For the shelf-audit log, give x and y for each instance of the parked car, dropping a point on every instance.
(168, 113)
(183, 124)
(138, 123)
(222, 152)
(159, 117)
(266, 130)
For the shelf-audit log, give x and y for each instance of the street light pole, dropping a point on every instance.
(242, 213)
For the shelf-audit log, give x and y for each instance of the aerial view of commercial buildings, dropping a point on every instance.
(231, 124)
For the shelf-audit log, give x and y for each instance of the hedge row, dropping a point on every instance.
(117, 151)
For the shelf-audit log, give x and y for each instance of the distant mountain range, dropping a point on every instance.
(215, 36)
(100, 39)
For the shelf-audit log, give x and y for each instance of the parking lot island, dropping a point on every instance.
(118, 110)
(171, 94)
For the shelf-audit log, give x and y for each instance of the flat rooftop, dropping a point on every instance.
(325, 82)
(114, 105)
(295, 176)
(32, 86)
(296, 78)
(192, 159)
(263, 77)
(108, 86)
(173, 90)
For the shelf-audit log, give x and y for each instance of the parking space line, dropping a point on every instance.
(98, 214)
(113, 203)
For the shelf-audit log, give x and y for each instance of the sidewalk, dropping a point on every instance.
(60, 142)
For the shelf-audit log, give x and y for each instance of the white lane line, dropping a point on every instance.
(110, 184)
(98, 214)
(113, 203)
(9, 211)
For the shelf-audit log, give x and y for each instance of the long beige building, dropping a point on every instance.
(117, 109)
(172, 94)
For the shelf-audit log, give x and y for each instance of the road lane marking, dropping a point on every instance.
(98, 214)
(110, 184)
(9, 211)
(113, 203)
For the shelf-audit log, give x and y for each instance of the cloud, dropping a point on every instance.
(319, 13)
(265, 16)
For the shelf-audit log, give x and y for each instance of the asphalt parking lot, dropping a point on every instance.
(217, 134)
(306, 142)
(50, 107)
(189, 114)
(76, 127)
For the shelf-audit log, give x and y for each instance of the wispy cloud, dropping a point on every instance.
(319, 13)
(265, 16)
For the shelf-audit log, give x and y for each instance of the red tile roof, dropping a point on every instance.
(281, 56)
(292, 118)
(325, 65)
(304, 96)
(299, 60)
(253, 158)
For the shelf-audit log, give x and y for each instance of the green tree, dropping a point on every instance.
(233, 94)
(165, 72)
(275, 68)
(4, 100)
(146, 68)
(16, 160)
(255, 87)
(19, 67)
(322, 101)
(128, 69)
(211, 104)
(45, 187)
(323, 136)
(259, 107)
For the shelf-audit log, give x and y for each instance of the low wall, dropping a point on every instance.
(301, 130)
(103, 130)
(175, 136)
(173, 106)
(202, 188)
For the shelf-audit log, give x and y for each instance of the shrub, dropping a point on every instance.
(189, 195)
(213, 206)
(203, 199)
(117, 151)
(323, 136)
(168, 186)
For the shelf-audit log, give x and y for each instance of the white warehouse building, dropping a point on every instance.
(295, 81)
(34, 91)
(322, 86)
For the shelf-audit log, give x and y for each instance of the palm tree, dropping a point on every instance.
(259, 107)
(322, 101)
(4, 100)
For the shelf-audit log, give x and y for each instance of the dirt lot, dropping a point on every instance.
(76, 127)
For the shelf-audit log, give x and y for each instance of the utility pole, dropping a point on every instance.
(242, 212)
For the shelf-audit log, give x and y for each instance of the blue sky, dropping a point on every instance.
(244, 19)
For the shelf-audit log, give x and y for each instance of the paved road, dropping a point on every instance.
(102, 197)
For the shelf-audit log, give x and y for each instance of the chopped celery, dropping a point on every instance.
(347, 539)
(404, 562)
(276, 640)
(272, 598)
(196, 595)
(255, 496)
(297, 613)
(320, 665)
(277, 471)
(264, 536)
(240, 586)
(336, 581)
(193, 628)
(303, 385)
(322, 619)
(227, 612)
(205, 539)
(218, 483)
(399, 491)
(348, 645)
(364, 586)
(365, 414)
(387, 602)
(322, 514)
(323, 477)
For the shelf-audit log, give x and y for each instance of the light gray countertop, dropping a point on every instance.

■ What to produce
Nothing in the material should be left out; output it exactly.

■ Exercise solution
For the shelf-audit log, give x and y for each instance of the parked car, dropping a point on every instance.
(168, 113)
(183, 124)
(138, 123)
(222, 152)
(159, 117)
(266, 130)
For the shelf-audit log, give x and y for each instance of the street light pole, dropping a point on every instance.
(242, 213)
For the shelf-audit log, give x and y for each instance of the aerial view of commercial buildings, dropping a point on every instance.
(231, 124)
For the shelf-audit log, give x and y for each instance of the hedge row, dropping a point on every instance.
(117, 151)
For the shelf-audit log, give x and y for each instance of the distant mountain range, dropping a point on every instance.
(215, 36)
(100, 39)
For the shelf-audit log, give x and y for each instance of the parking lot island, dropping a point on every instance.
(118, 110)
(171, 94)
For the shelf-audit log, give x and y for each instance of the flat rooftop, dropping a point on every instance.
(325, 82)
(114, 105)
(295, 176)
(32, 86)
(296, 78)
(192, 159)
(263, 77)
(108, 86)
(173, 90)
For the shelf-audit log, give x and y for each instance of the parking space line, dropping a point on every instance.
(98, 214)
(113, 203)
For the shelf-audit log, give x and y for each instance of the sidewalk, dropping a point on every instance.
(60, 142)
For the shelf-audit log, give x and y for each instance of the white lane line, dropping a point on every instance.
(110, 184)
(98, 214)
(113, 203)
(9, 211)
For the shelf-audit log, give x and y for each instance of the long beige building, dropping a point on every instance.
(117, 109)
(172, 94)
For the shelf-audit log, give x and y for each instance of the road lane marking, dropping a point on every instance.
(98, 214)
(110, 184)
(9, 211)
(113, 203)
For the shelf-audit log, give x and y for each instance of the cloud, dropping a point on every instance.
(319, 13)
(265, 16)
For the shelf-audit log, give x and y for each instance of the asphalt parking lot, dropping a point on every instance.
(217, 134)
(306, 142)
(50, 107)
(189, 114)
(76, 127)
For the shelf-audit log, give x and y for each instance of the wispy cloud, dropping a point on every instance.
(319, 13)
(265, 16)
For the shelf-audit log, give x and y for each instance of the red tile roof, dropping a point on every instance.
(281, 56)
(292, 118)
(325, 65)
(304, 96)
(299, 60)
(253, 158)
For the shelf-audit log, give x and y for each instance of the green tree, dropping a point on every instance.
(233, 94)
(165, 72)
(275, 68)
(4, 100)
(146, 68)
(16, 160)
(255, 87)
(19, 67)
(322, 101)
(128, 69)
(211, 104)
(45, 187)
(323, 136)
(259, 107)
For the shelf-audit log, give x and y for each instance of the low wall, dropping a point on every instance.
(301, 130)
(103, 130)
(175, 136)
(173, 106)
(202, 188)
For the shelf-audit log, give x and y for each instance of the shrub, dropping a point on every instance.
(189, 195)
(213, 206)
(203, 199)
(117, 151)
(323, 136)
(168, 186)
For the shelf-audit log, give x and y for each instance of the white warehouse building, dropping a point on every instance.
(295, 81)
(34, 91)
(322, 86)
For the shelf-audit log, give x and y for each instance of the palm tree, dropping a point on every instance.
(259, 107)
(322, 101)
(4, 100)
For the shelf-audit log, give x and y for each instance of the dirt lot, dropping a point on every instance.
(76, 127)
For the shelf-audit log, give x and y for each instance of the utility pole, dropping a point on every instance.
(242, 212)
For the shelf-audit log, give x and y for each instance of the blue sky, dropping a point on every instance.
(244, 19)
For the shelf-audit log, give x and y for each instance of the paved road, dropping a point on every instance.
(102, 197)
For the shelf-audit log, give x and y for each instance of the chopped celery, dropping a point on every instance.
(347, 539)
(404, 562)
(276, 640)
(272, 598)
(196, 595)
(255, 496)
(297, 613)
(320, 665)
(277, 471)
(264, 536)
(240, 586)
(336, 581)
(193, 628)
(303, 385)
(322, 619)
(227, 612)
(205, 539)
(218, 483)
(399, 491)
(348, 645)
(364, 586)
(365, 414)
(387, 602)
(322, 514)
(323, 477)
For the shelf-audit log, give x and y for each instance of the light gray countertop, dropping a point on every instance.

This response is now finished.